[[ Excerpted passage open ]]

Design and construction of a 9 MeV γ-ray source based on capture of moderated plutonium-beryllium neutrons in nickel

P-A Söderström; D L Balabanski; R S Ban; Gh Ciocan; M Cuciuc; A Dhal; V Fugaru; V Iancu; A Rotaru; A B Şerban; A State; D Testov; G V Turturică; V Vasilca

doi:10.1016/j.apradiso.2022.110559

Design and construction of a 9 MeV γ-ray source based on capture of moderated plutonium-beryllium neutrons in nickel

Appl Radiat Isot. 2023 Jan:191:110559. doi: 10.1016/j.apradiso.2022.110559. Epub 2022 Nov 12.

Authors

P-A Söderström¹, D L Balabanski², R S Ban³, Gh Ciocan², M Cuciuc², A Dhal², V Fugaru⁴, V Iancu², A Rotaru², A B Şerban², A State², D Testov², G V Turturică², V Vasilca²

Affiliations

¹ Extreme Light Infrastructure-Nuclear Physics (ELI-NP), Horia Hulubei National Institute for R&D in Physics and Nuclear Engineering (IFIN-HH), Reactorului 30, 077125, Bucharest-Măgurele, Romania. Electronic address: par.anders@eli-np.ro.
² Extreme Light Infrastructure-Nuclear Physics (ELI-NP), Horia Hulubei National Institute for R&D in Physics and Nuclear Engineering (IFIN-HH), Reactorului 30, 077125, Bucharest-Măgurele, Romania.
³ Extreme Light Infrastructure-Nuclear Physics (ELI-NP), Horia Hulubei National Institute for R&D in Physics and Nuclear Engineering (IFIN-HH), Reactorului 30, 077125, Bucharest-Măgurele, Romania; Politehnica University of Bucharest, Splaiul Independentei 313, 060042 Bucharest, Romania.
⁴ Department of Radioisotopes and Radiation Metrology (DRMR), Horia Hulubei National Institute for R&D in Physics and Nuclear Engineering (IFIN-HH), Reactorului 30, 077125, Bucharest-Măgurele, Romania.

PMID: 36413938
DOI: 10.1016/j.apradiso.2022.110559

Abstract

We have designed and constructed a high-energy γ-ray source for detector characterisation and calibration. The source is a composite type based on a plutonium-beryllium neutron emitter embedded in a paraffin moderator, which is homogeneously mixed with nickel powder. The 9 MeV γ-ray source produces approximately 450 photons per second in 4π when 2.2×10⁵ neutrons per second are emitted, corresponding to a surface flux of 9 MeV γ-rays of approximately 2.5×10^-6 cm^-2 per emitted neutron. Here we discuss the properties and design of this source, including the characterisation of homogeneity and high-energy γ-ray emission spectra.

Keywords: Composite radioactive sources; High-energy γ-rays; Neutron sources; Scintillator detectors.

[[ Excerpted passage closed ]]
[[ Given entries open ]]

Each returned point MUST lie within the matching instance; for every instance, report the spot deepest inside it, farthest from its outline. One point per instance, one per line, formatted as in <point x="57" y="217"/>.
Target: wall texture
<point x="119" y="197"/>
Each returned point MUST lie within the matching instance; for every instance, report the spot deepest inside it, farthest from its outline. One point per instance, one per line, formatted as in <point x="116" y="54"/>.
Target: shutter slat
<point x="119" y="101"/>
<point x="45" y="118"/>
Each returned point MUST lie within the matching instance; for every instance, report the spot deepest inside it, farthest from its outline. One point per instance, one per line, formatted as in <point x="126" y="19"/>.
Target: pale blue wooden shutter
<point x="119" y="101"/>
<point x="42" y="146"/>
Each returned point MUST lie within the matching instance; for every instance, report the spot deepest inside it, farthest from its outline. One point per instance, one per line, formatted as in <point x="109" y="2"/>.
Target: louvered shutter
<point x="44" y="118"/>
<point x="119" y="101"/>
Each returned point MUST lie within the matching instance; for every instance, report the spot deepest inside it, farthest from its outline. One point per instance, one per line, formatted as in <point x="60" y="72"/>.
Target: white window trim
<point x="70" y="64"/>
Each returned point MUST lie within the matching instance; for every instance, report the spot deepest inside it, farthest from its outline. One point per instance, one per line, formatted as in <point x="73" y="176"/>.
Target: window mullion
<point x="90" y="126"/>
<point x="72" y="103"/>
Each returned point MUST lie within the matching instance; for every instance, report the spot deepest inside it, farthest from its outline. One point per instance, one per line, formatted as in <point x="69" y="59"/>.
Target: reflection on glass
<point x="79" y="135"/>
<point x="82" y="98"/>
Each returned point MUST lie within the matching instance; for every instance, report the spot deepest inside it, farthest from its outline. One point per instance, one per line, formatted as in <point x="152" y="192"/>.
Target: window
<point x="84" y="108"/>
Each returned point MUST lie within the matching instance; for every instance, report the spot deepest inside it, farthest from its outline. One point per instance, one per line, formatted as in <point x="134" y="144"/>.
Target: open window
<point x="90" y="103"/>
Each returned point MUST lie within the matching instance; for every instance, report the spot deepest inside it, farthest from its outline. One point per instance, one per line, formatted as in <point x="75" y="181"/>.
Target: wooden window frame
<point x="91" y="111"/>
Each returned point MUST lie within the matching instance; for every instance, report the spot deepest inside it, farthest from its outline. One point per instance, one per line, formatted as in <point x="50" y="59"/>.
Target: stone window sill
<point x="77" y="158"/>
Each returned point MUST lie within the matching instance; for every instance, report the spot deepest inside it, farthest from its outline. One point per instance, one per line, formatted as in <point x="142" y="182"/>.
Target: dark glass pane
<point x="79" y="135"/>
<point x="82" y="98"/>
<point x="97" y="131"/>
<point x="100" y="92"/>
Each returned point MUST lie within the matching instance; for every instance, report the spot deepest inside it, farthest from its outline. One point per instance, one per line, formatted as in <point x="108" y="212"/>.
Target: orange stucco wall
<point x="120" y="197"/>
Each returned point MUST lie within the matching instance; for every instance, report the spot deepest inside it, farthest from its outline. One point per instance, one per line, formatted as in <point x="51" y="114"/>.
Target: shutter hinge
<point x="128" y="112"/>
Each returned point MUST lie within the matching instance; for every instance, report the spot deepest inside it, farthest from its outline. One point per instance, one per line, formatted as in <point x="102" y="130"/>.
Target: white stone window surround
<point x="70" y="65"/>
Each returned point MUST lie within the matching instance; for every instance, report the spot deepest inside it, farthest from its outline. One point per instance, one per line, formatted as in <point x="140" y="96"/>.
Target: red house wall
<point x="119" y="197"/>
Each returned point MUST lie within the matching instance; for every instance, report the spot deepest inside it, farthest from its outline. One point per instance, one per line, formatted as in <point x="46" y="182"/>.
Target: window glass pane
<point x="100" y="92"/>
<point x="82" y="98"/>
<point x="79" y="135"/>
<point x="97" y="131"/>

[[ Given entries closed ]]

=== Exercise instructions ===
Please decide whether each statement agrees with the gamma-ray source article above. Answer yes or no for each and quote the article's deciding words exactly.
(a) The paraffin moderator is mixed with nickel powder.
(b) The source emits approximately 2.2×10⁵ photons per second.
(c) The source was built for detector characterization and calibration.

=== Result of this task ===
(a) Yes: "embedded in a paraffin moderator, which is homogeneously mixed with nickel powder"
(b) No: "produces approximately 450 photons per second in 4π when 2.2×10⁵ neutrons per second are emitted"
(c) Yes: "a high-energy γ-ray source for detector characterisation and calibration"